- SOURCE EXTRACT
Potential use

C-ORAL-ROM corpora are relevant for future research in several fields such as:

- Speech technologies: Spoken corpora can play an important role in the validation of speech technologies. Natural speech providing a broad sample of variations of spoken language is an indispensable resource in order to (a) evaluate speech recognition systems and text-to-speech synthesisers, (b) help the development of prosodic and phonological models for speech technologies, and (c) build multilingual speech recognisers based on the same sets of phonetic models.

- Lexicography and dialectology: Spoken corpora are a source in dictionary building, in particular dictionaries of use, of idioms or jargons, which enable lexicographers to study and access new words or meaning changes. Corpora of spontaneous speech also have the potential for the representative quantification of a whole language variety, above all, for those endangered varieties without available written records.

- DATA LISTING
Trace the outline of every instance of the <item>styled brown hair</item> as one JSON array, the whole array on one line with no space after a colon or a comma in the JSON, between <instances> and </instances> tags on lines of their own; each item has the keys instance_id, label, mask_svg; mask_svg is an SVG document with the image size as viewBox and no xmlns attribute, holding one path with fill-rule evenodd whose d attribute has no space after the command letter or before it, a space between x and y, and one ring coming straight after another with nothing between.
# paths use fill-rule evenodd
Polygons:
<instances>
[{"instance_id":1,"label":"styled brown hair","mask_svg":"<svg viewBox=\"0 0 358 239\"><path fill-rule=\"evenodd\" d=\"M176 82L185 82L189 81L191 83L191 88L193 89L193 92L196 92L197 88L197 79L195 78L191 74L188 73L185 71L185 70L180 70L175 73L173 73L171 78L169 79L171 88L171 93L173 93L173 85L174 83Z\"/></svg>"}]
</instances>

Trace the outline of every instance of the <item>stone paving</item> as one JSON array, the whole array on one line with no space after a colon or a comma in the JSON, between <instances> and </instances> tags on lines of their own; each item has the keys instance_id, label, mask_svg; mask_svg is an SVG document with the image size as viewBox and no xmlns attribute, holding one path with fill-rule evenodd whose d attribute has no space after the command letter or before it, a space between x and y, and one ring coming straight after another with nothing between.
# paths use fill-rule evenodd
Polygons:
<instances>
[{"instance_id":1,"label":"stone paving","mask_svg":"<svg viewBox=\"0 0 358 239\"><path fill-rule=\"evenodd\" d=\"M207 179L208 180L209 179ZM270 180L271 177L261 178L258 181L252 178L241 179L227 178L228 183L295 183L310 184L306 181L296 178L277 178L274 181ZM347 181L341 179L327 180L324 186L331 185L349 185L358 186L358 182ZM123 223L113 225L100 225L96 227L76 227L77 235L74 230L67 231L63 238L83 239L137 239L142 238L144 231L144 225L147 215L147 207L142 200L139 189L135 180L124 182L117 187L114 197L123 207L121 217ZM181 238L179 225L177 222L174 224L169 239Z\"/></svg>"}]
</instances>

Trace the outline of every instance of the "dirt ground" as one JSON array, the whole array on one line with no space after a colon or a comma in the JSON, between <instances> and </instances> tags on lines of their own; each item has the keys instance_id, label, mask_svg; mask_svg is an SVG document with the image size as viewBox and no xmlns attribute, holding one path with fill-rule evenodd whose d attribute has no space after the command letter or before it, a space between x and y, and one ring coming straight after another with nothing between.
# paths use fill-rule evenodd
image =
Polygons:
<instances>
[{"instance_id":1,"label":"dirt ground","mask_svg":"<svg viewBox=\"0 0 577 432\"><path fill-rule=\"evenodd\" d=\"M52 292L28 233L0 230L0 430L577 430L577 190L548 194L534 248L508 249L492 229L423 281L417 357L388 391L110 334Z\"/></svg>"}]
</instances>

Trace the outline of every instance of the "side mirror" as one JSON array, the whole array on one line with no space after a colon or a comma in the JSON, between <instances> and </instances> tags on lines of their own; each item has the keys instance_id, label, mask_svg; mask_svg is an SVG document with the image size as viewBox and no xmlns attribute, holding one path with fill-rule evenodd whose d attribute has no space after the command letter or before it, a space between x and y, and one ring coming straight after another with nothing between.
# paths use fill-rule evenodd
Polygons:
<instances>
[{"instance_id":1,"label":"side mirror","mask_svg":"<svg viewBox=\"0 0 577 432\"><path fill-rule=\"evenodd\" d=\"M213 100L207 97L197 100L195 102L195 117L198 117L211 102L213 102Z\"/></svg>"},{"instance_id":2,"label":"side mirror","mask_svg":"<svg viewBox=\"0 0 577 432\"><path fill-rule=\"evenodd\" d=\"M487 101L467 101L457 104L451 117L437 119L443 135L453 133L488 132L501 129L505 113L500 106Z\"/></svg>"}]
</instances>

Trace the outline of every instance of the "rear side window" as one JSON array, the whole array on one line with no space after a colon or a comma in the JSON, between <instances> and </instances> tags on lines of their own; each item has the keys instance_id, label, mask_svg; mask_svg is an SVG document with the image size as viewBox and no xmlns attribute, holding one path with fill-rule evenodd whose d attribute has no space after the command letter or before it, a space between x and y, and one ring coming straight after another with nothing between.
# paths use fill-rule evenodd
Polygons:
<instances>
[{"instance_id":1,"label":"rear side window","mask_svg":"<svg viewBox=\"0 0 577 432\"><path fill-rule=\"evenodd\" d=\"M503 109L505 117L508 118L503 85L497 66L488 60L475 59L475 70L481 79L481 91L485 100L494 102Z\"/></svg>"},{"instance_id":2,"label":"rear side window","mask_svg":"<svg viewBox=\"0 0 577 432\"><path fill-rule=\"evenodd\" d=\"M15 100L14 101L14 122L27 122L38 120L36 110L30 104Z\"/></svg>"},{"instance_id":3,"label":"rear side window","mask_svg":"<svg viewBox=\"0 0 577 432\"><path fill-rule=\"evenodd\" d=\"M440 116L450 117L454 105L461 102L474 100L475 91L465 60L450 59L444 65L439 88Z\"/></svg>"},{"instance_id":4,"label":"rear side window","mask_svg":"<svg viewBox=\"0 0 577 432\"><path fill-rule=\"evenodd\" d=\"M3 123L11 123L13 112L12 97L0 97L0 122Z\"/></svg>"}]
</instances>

- EXERCISES TO COMPLETE
A – In the C-ORAL-ROM passage, can you reproduce word for word the stretch from "- Lexicography and" through "available written records."?
B – According to the C-ORAL-ROM passage, why are spoken corpora a source for dictionary building?

- RESPONSES BY TASK
A –
- Lexicography and dialectology: Spoken corpora are a source in dictionary building, in particular dictionaries of use, of idioms or jargons, which enable lexicographers to study and access new words or meaning changes. Corpora of spontaneous speech also have the potential for the representative quantification of a whole language variety, above all, for those endangered varieties without available written records.

B – Spoken corpora enable lexicographers to study and access new words or meaning changes. This makes them useful for building dictionaries, especially dictionaries of use, idioms, or jargons.